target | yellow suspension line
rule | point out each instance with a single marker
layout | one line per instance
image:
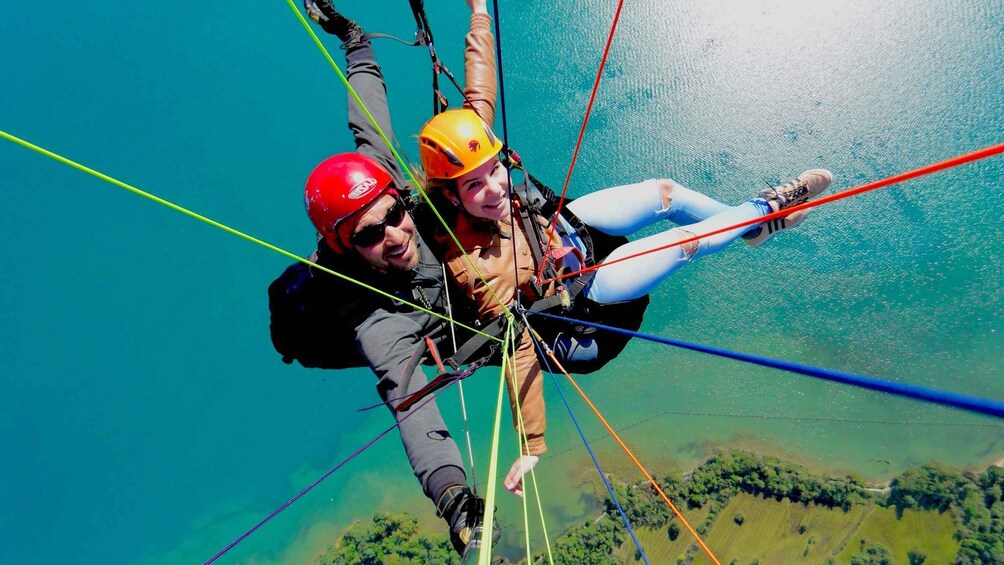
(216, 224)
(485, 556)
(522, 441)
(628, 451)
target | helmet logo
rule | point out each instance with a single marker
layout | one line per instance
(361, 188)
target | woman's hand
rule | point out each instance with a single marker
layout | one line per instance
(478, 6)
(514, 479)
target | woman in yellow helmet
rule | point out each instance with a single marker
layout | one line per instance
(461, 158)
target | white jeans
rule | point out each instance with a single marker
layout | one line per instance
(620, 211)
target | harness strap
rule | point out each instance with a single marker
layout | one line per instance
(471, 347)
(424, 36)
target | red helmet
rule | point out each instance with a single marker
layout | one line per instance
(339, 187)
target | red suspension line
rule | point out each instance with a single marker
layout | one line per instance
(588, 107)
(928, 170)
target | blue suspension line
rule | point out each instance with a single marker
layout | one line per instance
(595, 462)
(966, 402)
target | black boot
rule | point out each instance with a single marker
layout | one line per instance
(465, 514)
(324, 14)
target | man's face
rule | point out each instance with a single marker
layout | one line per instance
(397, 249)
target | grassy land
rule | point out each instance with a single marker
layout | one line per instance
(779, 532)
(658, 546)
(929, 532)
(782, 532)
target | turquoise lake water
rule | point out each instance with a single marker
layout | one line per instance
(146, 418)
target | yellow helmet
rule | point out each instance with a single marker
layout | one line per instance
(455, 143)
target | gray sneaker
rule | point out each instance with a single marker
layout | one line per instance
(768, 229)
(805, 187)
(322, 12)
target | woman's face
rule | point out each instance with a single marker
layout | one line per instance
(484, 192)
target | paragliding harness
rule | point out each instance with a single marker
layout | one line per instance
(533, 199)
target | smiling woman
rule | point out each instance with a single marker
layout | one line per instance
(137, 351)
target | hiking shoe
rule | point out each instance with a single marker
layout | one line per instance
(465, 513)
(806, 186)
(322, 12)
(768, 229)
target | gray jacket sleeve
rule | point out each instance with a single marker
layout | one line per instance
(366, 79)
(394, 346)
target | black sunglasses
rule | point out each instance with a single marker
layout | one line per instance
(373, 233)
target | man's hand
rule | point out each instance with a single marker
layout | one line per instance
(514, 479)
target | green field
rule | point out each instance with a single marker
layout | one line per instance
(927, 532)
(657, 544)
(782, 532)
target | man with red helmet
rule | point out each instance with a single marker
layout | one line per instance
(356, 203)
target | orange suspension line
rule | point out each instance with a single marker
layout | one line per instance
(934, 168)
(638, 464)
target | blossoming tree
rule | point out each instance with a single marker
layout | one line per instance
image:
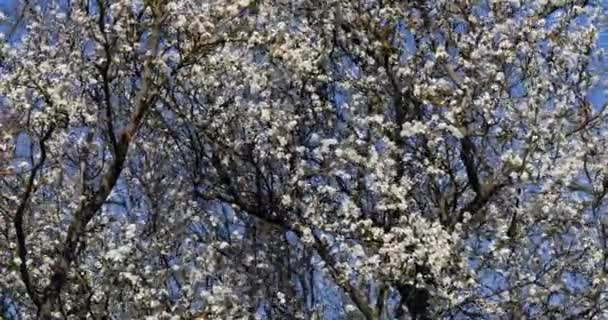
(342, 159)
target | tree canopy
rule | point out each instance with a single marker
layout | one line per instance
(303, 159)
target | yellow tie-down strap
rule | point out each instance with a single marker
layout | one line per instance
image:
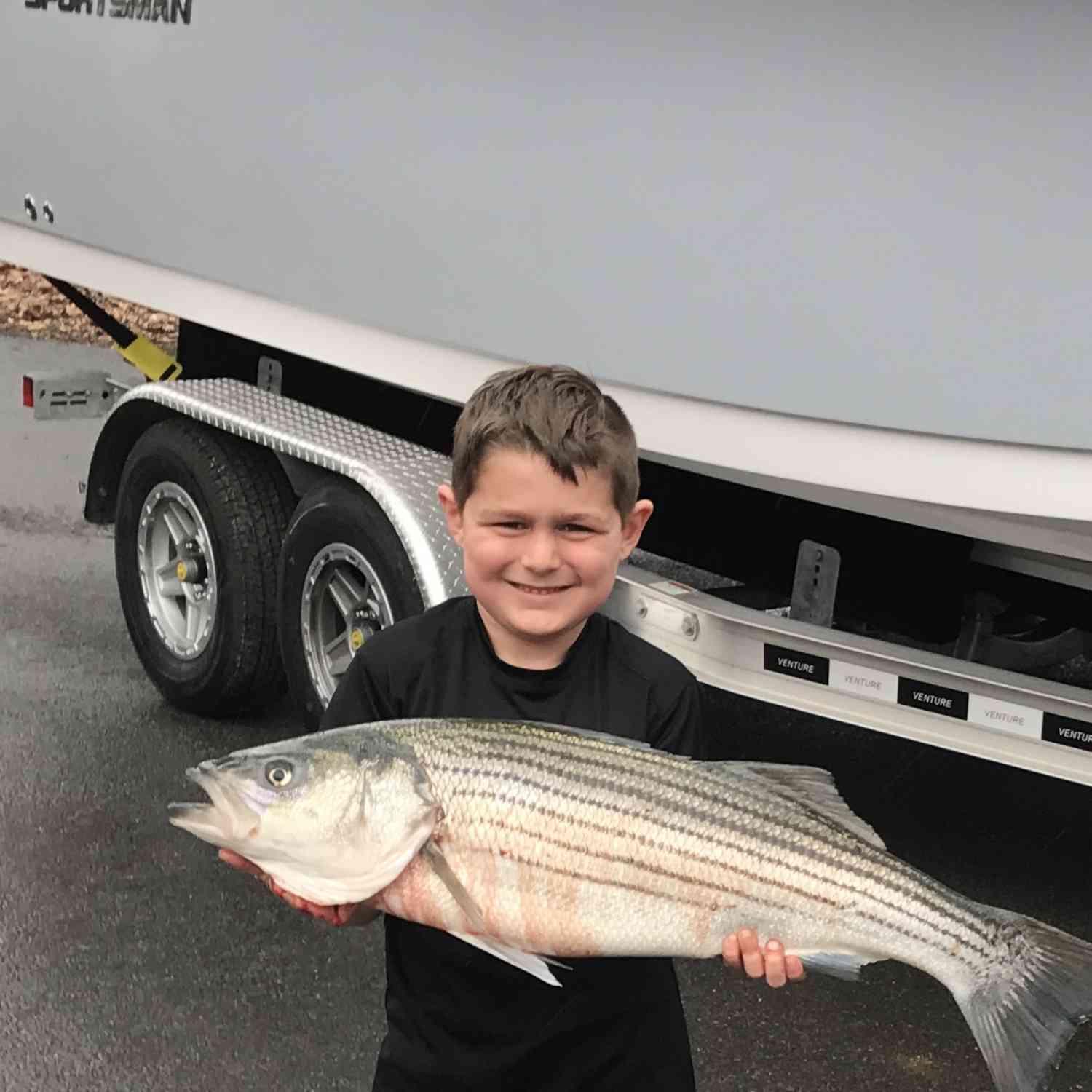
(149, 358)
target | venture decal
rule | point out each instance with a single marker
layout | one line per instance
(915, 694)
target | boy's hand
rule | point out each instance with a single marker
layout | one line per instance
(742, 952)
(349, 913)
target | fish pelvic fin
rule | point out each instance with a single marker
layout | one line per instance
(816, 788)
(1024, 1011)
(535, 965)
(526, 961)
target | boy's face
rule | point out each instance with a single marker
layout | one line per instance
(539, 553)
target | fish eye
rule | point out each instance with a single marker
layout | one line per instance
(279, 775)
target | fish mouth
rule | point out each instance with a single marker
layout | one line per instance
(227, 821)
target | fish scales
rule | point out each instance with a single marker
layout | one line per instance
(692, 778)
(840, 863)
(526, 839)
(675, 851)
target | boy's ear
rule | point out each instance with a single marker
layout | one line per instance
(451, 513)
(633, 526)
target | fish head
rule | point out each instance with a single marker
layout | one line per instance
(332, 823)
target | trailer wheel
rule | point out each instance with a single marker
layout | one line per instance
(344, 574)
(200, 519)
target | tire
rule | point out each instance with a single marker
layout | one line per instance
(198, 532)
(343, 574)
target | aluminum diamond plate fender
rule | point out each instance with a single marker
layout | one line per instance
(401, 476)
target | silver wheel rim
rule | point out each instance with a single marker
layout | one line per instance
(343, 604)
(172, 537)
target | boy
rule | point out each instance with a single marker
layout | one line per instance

▸ Task brief: Where the data contains images, drop them and print the rest exactly.

▸ Expected output:
target | yellow suspension line
rule | point out each instance with a single marker
layout | one line per instance
image:
(216, 224)
(485, 556)
(522, 441)
(628, 451)
target | helmet logo
rule | point out each instance with a single marker
layout | one line per instance
(361, 188)
target | woman's hand
rule | point out each instance with a single marker
layout | one line per instance
(478, 6)
(514, 479)
target | woman in yellow helmet
rule | point out each instance with a single marker
layout | one line per instance
(461, 158)
target | white jeans
rule | point out each instance with a single marker
layout | one line per instance
(620, 211)
target | harness strap
rule | point out each instance with a single marker
layout | one line per instance
(471, 347)
(424, 36)
target | red helmet
rule | point out each instance with a single marker
layout | one line per instance
(339, 187)
target | red suspension line
rule | point out each instance with a single marker
layout | one line per instance
(588, 107)
(928, 170)
target | blue suspension line
rule | point out each instance with a single marker
layout | one line per instance
(595, 462)
(966, 402)
target | black boot
rule | point out each instance with a single marker
layout | one line per instance
(465, 514)
(324, 14)
target | man's face
rule | point out each instance with a single marker
layout | one line per instance
(397, 249)
target | grassy land
rule | point out each instance with a single marker
layout | one line per instance
(779, 532)
(658, 546)
(929, 532)
(782, 532)
target | turquoise lake water
rule | point out each instance with a single marker
layout | one line per instance
(146, 418)
target | yellow helmet
rule | point out each instance with a single marker
layout | one line per instance
(455, 143)
target | gray sneaker
rule | point out each instance with a single marker
layout | one line per instance
(768, 229)
(805, 187)
(322, 12)
target | woman's face
rule | point out each instance with a single marker
layout | one line per instance
(484, 192)
target | paragliding harness
rule | point out each instance with a single marker
layout | one line per instance
(533, 199)
target | smiling woman
rule | point out each instance with a single marker
layout | one line per instance
(137, 351)
target | hiking shoe
rule | point out each instance with a single marker
layout | one line per instance
(465, 513)
(806, 186)
(322, 12)
(768, 229)
target | gray jacket sleeve
rule | point out each instance with a single marker
layout | one line per instance
(366, 79)
(394, 346)
target | black sunglasses
rule | point out each instance with a single marker
layout | one line per instance
(373, 233)
target | man's hand
rule | point out each instance with a single marker
layout | one line per instance
(514, 479)
target | green field
rule | point out each instance with a single marker
layout | one line per instance
(927, 532)
(657, 544)
(782, 532)
target | man with red helmet
rule | point out each instance with a single marker
layout | one line per instance
(356, 203)
target | orange suspension line
rule | point out each instance with a single marker
layout | one line per instance
(934, 168)
(638, 464)
target | blossoming tree
rule | point out each instance with a single marker
layout | one line per instance
image:
(342, 159)
target | tree canopy
rule | point out each instance with a single marker
layout | one line per instance
(303, 159)
target | yellow tie-down strap
rule | point out each instance with a single marker
layout | one line per instance
image:
(149, 358)
target | venture decal
rule | point out each instance with a single marker
layout | one line per instance
(915, 694)
target | boy's hand
rule | point out each instance with a single marker
layout | one line per instance
(742, 952)
(349, 913)
target | fish pelvic fin
rule | point out each instance with a single marker
layout | one line per instance
(816, 788)
(1024, 1011)
(535, 965)
(526, 961)
target | boy's face
rule | point out each instance with a single marker
layout | one line per instance
(539, 553)
target | fish eye
rule | point out each instance with a single marker
layout | one line per instance
(279, 775)
target | fish mouth
rule | point out each instance with a single marker
layout | one line per instance
(227, 821)
target | fish scales
rule | point out each instance with a single marker
layout | one line per instance
(692, 778)
(840, 863)
(526, 839)
(675, 851)
target | boy's ear
rule | point out each instance with a single marker
layout | one line per instance
(451, 513)
(633, 526)
target | fish head
rule | point out each instance with a single marker
layout | one line per instance
(332, 823)
target | trailer wheel
rule | point out each instance with a single marker
layout | one line per instance
(344, 574)
(200, 519)
target | tire
rule | point out each instance with a single marker
layout | one line per instance
(198, 532)
(343, 574)
target | aluminum diamond plate fender
rule | point out each instance with a single marker
layout | one line per instance
(401, 476)
target | silver wheel rim
rule | point out each instance with a single marker
layout | one line per instance
(343, 604)
(172, 537)
target | boy
rule | point out each instance with a single marker
layout | one line per instance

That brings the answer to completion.